▶ [ЗАДАНИЕ] Продолжите отрывок о стихотворных размерах баллад Жуковского, начав сразу после его последнего предложения.

▶ [ПРЕДЛОЖЕННЫЙ ОТРЫВОК]
•••••

Сходство I и II периодов создают переклички разностопных размеров: разностопный ямб «Вадима», 1814—1817, повторяет метрическую форму «Громобоя», разностопный хорей «Рыцаря Тогенбурга», 1818, дает упрощенный вариант схемы стиха «Светланы», контрастная стопность ямба 414144 «Узника», 1819, вызывает ассоциации с «Алиной и Альсимом». В остальном второй период полярен первому. Главная черта II-го периода — выдвижение в центр стиховой системы 3-сложников, показатель которых (50%!) вдвое превышает средний. 3-сложники представлены новым в русской поэзии размером — 4-стопным амфибрахием («Мщение», 1816; «Три песни», 1816; «Лесной царь», 1818); увеличивает удельный вес 3-сложников разностопный амфибрахий «Графа Гапсбургского», 1818, и появившийся в конце периода разностопный анапест 4343 «Замка Смальгольм», 1822. Другая красноречивая особенность — полное исчезновение лидера предыдущего периода — 4-стопного хорея, который как бы покидает поле боя за новый жанр, признавая превосходство новых романтических размеров. Балладу стал представлять 4-стопный амфибрахий.
В III-м периоде как бы умеряются крайности предыдущих; происходит синтезирование разных тенденций; большинство показателей приближается к средним по жанру. Так, если в I-м периоде показатель ямба (53,8%) был выше, чем средний по жанру, во II-м (40%) — ниже, то в III-м (47%) сравнялся со средним; если величина хорея в I-м периоде была максимальной (38,5%), во II-м — минимальной (10,0%), то в III-м — средняя (26,3%); если 3-сложников в I-м периоде минимум (7,7%), во II-м — максимум (50%), то в III-м — средний по жанру (26,3%). В III-м периоде происходят значительные изменения в разностопных размерах. Во-первых, нет отмеченной в балладе в целом диспропорции равностопных и разностопных размеров, теперь они в равновесии (50:50). Во-вторых, в разностопных размерах поэт отказался
- 248 -
от композиций с контрастом в 2—3 стопы, как это нередко было в предыдущих периодах; теперь его разностопники имеют более плавный ритм, создаваемый контрастом в 1 стопу (ямб 4343434433 в «Леноре», 1831, 5454 — в «Донике», 1831). В-третьих, резко упал показатель разностопного ямба (11,8% на фоне 46,1% в I-м периоде, 40% — во II-м, 30% — в балладе в целом). III-й период не только синтезирует тенденции двух предыдущих, но и дает новое качество. Неожиданным оказалось отсутствие во втором цикле баллад «самого балладного» размера — 4-стопного амфибрахия. Видимо, Жуковский не хотел тиражировать яркую балладную модель, особенно потому, что в 1820 г. в «Черной шали» ее использовал Пушкин. Жуковский ищет новые формы — среди коротких размеров (3-стопный ямб «Старого рыцаря», 1832) и среди длинных (5-стопный ямб «Королевы Ураки», 1831, 4- и 5-стопный дактили в балладах «Суд божий над епископом», 1831, и «Рыцарь Роллон», 1832); пробует внедрить в балладу полиметрию в «Элевзинском празднике». Одновременно с поиском новых форм он возвращается к старым — лидеру I-го периода 4-стопному хорею («Торжество победителей», 1828; «Алонзо», 1831; «Жалоба Цереры», 1831; «Братоубийца», 1832) и к 4-стопному ямбу («Поликратов перстень», 1831; «Роланд оруженосец», 1832; «Плавание Карла Великого», 1832; «Уллин и его дочь», 1833). Первое — более предсказуемо, тем более что стимулируется переводом гердеровского «Сида», 1831, белым 4-стопным хореем; второе — неожиданно, потому что в предыдущих периодах Жуковский-балладник к 4-стопному ямбу практически не прибегал (единственный случай — «Ивиковы журавли», 1813), а теперь — 23,5%. Объяснить изменение отношения поэта к фавориту эпохи можно, во-первых, резким увеличением (до 42,4%) этого размера в русском стихосложении 1820 — начала 1830-х гг. (а Жуковский, как мы не раз отмечали, чутко улавливал тенденции времени), во-вторых, тем, что 4-стопный ямб к началу 30-х гг. был не столько размером лирических жанров, сколько размером поэм и повестей, в том числе и его собственных («Пери и ангел», 1821, «Шильонский узник», 1821—1822).

•••••

Строки набора данных

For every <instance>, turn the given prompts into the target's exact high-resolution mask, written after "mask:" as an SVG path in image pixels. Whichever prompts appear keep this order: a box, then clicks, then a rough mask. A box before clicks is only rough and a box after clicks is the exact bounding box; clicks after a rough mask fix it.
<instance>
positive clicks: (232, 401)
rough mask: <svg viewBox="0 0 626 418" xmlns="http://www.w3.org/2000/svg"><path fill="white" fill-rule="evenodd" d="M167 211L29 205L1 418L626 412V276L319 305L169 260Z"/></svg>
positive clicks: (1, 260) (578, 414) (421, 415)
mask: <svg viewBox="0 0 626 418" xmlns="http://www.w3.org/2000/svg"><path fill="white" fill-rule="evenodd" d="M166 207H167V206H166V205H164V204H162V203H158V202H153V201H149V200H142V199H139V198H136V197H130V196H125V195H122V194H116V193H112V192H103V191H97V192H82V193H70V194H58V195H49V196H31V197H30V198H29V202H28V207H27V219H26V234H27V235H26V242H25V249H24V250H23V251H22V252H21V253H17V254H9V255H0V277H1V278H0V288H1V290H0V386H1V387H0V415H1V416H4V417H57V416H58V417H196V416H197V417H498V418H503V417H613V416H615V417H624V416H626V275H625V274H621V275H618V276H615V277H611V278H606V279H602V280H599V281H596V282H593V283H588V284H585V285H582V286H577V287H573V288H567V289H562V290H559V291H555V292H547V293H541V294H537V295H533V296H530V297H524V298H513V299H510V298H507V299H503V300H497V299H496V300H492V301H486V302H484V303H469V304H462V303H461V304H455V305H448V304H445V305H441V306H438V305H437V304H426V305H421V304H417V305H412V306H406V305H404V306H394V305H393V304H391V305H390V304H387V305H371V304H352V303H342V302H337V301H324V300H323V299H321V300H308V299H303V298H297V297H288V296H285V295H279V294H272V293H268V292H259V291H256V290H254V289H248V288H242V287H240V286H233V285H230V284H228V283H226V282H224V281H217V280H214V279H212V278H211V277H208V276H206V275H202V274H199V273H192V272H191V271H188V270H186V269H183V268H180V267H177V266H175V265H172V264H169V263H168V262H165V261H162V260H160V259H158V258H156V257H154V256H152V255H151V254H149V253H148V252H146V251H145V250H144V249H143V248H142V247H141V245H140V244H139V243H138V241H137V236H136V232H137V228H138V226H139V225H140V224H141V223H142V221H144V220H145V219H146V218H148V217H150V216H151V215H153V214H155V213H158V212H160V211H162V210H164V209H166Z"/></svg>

•••••

▶ [РЕШЁННОЕ ЗАДАНИЕ]
Осмысляя все выявленные особенности метрики III-го периода в контексте предыдущих, можно заметить, что произошедшие изменения носят системный характер: все они направлены на эпизацию стиха лироэпического жанра17. Общая черта метрики всех периодов, отражающая инвариант Жуковского-балладника, — разнообразие форм.
- 249 -
Все баллады Жуковского строфичны. Отсутствие астрофических структур есть, очевидно, проявление балладно-песенной основы жанра.
Каталектика баллад Жуковского базируется только на мужских и женских окончаниях; небольшой опыт дактилических (рифмованных) в лирике («Песня» — «Птичкой певицею...», 1815, «Песня» — «Отымает наши радости...», 1820, и др.) в балладах применения не нашел. Среди сорока баллад одна имеет сплошные женские окончания («Алонзо»), семь — сплошные мужские («Гаральд», «Три песни», «Мщение», «Лесной царь», «Рыбак», «Замок Смальгольм», «Рыцарь Роллон»). В целом соотношение мужских и женских окончаний равно 53,5:46,5. Относительно небольшое преобладание мужских — за счет «чисто мужских» строф и за счет наличия в некоторых строфах преимущественно мужских пар в виде «добавок» к катренам (аБаБвв — «Узник») или в виде вставок между ними (аБаБввГддГ — «Граф Гапсбургский», аБаБвГвГддЕжжЕ — «Светлана»).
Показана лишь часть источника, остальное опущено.